Set task:
Put each line of the entries below into a JSON list of strings, one string per line, with blank lines left out.

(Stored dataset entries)
----------------------------------------

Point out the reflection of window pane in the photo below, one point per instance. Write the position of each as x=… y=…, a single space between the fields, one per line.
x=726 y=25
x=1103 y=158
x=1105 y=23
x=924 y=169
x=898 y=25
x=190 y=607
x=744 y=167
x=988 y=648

----------------------------------------

Result of the task:
[
  "Point out the reflection of window pane in the photo below, one point per instance. Write the position of each as x=… y=…, a single space between the fields, one per line.",
  "x=726 y=25",
  "x=1103 y=158",
  "x=1105 y=23",
  "x=924 y=169",
  "x=898 y=25",
  "x=190 y=607",
  "x=744 y=167",
  "x=988 y=648"
]